PROBLEMS TO SOLVE:
1: Reproduce the passage on algorithms and music word for word, starting with "It's interesting how" and going on through "in its usage.".
2: Pick up the passage on algorithms and music after its last sentence and keep writing it.

Despite the huge anxiety and fear that our possible futures bring, it also brings interesting questions. Not all changes are negative. Also, some changes sometimes have the opposite effect of what would've been expected.

I think about this specifically in the context of music. If algorithms can write believable pieces of text, then they can write believable pieces of music.

A very naive part of me is hopeful that once we realize algorithms can write “better” songs than anyone else, and that algorithms can mix “better” than anyone else, we'll come to the conclusion that it's ultimately meaningless to try to be “good” at music.

When technical achievements are easily manufactured by computers, individuality will have a different meaning.

Instead of feeling defeated by computers who are better at our jobs, we might find ourselves liberated from the meaninglessly mechanical routine of creation for a commercial marketplace, be it of art or other products.

We might remember that it is our weird and personal biases and views and inherent incoherencies and personal fears and experiences that really make interesting works of art.

We might lift the veil that technical proficiency has been providing for too long. It will no longer be special to be talented, but it'll be special to be honest.

Hit-composing algorithms might “break” the music business, but then again, maybe that's the best thing that could happen to creativity.

But alas, it is not that simple. And I did provide a disclaimer – I am being naive. And the old question comes back: how will I make money if a robot is replacing me?


The algorithm

It's interesting how sensitive language is.

In the beginning of Gillespie's essay, he refers to Raymond Williams' book, “Keywords”. Williams explains how groups of people often find themselves talking about different things while using the same term.

Gillespie uses this reference as a way of pointing out that what is implied by the usage of the term 'algorithm' is dependent on the context and those involved in its usage.

DATASET EXCERPTS:
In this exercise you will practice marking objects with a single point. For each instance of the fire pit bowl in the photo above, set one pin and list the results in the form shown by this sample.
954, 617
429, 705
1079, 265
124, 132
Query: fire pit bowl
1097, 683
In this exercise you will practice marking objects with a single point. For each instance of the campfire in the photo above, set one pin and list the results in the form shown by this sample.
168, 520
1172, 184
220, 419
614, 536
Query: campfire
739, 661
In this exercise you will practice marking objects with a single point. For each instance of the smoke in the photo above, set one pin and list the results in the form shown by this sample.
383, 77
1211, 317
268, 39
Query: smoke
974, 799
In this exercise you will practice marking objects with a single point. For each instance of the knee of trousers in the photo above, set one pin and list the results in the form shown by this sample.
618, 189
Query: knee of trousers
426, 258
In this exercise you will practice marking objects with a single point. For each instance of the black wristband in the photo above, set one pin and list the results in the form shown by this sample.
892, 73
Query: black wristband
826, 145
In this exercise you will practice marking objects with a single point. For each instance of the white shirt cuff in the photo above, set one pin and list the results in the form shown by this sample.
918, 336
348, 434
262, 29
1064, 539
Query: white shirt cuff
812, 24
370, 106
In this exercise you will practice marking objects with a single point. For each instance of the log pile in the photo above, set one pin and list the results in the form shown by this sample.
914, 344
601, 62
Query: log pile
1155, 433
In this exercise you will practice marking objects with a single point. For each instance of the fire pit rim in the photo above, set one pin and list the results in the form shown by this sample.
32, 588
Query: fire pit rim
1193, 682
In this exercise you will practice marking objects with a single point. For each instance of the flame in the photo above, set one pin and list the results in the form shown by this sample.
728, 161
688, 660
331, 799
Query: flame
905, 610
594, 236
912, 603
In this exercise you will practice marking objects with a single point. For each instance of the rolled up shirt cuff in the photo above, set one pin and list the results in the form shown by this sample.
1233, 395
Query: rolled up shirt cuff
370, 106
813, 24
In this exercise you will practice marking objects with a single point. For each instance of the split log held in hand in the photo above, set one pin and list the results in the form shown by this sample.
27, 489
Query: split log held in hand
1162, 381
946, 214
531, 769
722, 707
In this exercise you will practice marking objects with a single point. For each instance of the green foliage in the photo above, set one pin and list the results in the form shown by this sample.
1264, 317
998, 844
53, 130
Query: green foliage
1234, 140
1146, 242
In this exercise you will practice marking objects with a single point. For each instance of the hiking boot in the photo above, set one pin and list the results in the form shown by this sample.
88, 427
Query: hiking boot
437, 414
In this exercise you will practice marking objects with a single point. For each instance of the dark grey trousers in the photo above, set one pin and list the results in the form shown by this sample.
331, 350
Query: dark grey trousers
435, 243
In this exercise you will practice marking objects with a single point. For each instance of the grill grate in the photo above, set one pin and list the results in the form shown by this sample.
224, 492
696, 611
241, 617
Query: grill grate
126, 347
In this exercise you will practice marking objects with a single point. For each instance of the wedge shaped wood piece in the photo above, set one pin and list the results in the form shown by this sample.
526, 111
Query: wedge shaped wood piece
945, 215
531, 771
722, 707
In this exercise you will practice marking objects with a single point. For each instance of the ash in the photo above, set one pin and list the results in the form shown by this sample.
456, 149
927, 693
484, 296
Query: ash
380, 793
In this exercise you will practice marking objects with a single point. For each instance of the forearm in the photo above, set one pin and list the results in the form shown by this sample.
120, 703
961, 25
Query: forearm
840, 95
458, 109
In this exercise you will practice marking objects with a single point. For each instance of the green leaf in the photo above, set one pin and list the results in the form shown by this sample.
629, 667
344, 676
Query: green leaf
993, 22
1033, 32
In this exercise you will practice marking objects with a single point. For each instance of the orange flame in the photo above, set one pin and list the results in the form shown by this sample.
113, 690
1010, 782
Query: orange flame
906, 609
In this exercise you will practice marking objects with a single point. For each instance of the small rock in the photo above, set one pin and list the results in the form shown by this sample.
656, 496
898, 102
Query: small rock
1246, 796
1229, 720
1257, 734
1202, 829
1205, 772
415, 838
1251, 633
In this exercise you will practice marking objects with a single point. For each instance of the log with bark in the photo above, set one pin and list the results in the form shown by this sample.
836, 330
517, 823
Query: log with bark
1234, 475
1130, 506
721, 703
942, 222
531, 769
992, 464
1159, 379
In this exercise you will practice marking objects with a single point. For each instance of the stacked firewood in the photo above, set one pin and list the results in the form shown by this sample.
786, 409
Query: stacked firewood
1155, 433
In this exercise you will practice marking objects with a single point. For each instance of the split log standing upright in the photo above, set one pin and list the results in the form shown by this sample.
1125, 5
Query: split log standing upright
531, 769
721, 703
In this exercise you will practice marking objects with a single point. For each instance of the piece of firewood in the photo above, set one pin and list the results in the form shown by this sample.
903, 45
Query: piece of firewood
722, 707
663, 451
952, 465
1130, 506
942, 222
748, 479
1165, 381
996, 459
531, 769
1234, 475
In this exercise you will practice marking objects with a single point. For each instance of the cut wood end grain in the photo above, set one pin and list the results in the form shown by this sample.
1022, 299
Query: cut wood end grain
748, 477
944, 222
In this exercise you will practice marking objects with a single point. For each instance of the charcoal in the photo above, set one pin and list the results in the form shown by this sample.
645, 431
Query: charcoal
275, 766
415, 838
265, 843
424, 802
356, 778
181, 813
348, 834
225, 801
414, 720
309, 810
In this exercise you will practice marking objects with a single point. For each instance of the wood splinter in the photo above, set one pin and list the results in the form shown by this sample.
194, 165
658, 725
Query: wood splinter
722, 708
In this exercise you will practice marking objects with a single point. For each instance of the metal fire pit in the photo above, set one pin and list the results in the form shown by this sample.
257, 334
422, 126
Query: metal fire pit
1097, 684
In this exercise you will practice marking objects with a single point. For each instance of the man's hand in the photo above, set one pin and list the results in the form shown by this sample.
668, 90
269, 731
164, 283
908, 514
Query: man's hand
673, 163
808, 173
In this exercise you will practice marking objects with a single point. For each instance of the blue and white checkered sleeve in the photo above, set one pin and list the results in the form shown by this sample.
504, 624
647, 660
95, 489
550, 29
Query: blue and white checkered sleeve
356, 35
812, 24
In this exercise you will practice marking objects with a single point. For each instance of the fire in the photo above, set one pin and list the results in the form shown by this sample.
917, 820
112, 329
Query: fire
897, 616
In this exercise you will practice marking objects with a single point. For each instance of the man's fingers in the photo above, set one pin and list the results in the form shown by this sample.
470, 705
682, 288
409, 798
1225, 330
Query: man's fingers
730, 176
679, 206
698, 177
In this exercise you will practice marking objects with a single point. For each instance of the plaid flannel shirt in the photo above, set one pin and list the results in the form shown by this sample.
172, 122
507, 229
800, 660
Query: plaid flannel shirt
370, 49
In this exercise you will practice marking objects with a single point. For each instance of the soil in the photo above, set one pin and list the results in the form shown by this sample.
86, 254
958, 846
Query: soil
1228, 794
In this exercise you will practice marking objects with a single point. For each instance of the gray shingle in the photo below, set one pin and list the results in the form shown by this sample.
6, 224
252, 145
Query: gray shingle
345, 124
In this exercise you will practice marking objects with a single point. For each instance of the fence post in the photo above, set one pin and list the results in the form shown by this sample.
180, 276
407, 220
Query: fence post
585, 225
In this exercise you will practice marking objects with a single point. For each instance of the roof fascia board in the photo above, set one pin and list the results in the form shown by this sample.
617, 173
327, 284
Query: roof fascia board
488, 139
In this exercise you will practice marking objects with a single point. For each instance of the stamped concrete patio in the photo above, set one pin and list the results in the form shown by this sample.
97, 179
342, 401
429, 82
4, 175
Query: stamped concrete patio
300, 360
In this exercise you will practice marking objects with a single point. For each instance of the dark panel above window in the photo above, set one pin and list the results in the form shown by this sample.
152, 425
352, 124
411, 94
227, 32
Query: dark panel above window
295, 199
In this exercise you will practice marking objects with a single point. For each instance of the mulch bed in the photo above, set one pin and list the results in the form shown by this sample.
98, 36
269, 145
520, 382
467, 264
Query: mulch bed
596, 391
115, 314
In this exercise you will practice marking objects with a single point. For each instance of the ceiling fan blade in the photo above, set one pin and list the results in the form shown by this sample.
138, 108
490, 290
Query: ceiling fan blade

TASK ANSWERS:
1:
It's interesting how sensitive language is.

In the beginning of Gillespie's essay, he refers to Raymond Williams' book, “Keywords”. Williams explains how groups of people often find themselves talking about different things while using the same term.

Gillespie uses this reference as a way of pointing out that what is implied by the usage of the term 'algorithm' is dependent on the context and those involved in its usage.

2:
I think this is interesting, because it points out how obfuscated conversations can become when discussing abstract concepts. Communication breaks down when there is no common ground of agreement, despite having the impression of one. It is confusing, and can even turn people hostile.

It's interesting how the meaning one derives from a word functions as a form of mirror – what someone understands by a word reveals a lot about them. But what is even more interesting to me, is how easy it is to shift from one usage to another without being consciously aware of it.

I wonder if this shift in understanding is simply an empathetic mechanism in order to acknowledge the fact that language is somewhat fluid.

Personally, when I think of the world 'algorithm', I'm thinking very technically. I'm thinking of lines of code, of instructions... things like that. I try to understand how a given algorithm works and I try to go from there.

But when I talk to my mother, the “algorithm” might turn into something more abstract. My descriptions are more vague, and probably verge on sounding like “it's the thing computers do”.

To what extent do we shift definitions of words to our convenience?

It seems harmless to simplify a concept when talking to my mother – not because she's not capable to understand a technical term, because she is, it just seems like a lot of work for a brief point in a conversation.

However, what she understands by that word is not what the word meant at one point. Wouldn't it be unreasonable for me to expect her to understand the original meaning when we implicitly agreed its definition also included a simplified version of the concept?

Eventually, it will become a feedback loop.

A multi-leveled feedback loop with no point of agreement.

And we're somehow supposed to understand each other.


Writing from the perspective of an algorithm

MERGE SORT

I am given a list of numbers and my purpose is to organize it. It is expected that I will arrange numbers from smaller to larger, their size determined by their position in the number line. The number line is a convention agreed upon by the human race at the time of my existence.

I am fed the following list:

583712946

I take the list of numbers and divide them into their smallest possible grouping unit. In this case, the smallest possible grouping unit is a single digit. After dividing the list of numbers, I am left with the following individual units:

5 8 3 7 1 2 9 4 6

My main mechanism for sorting is called the merge. When I merge, I re-group numbers that have been separated. In this case I will turn single digits into small lists. However, I will not only merge, but I will also perform an evaluation to determine which number is lower in the number line, and I will place it first.

My new grouping looks as follows:

58 37 12 49 6

My main mechanism for sorting is called the merge. When I merge, I re-group numbers that have been separated. In this case I will turn small lists into larger lists. However, I will not only merge, but I will also perform an evaluation to determine which numbers are lower in the number line, and I will place them first.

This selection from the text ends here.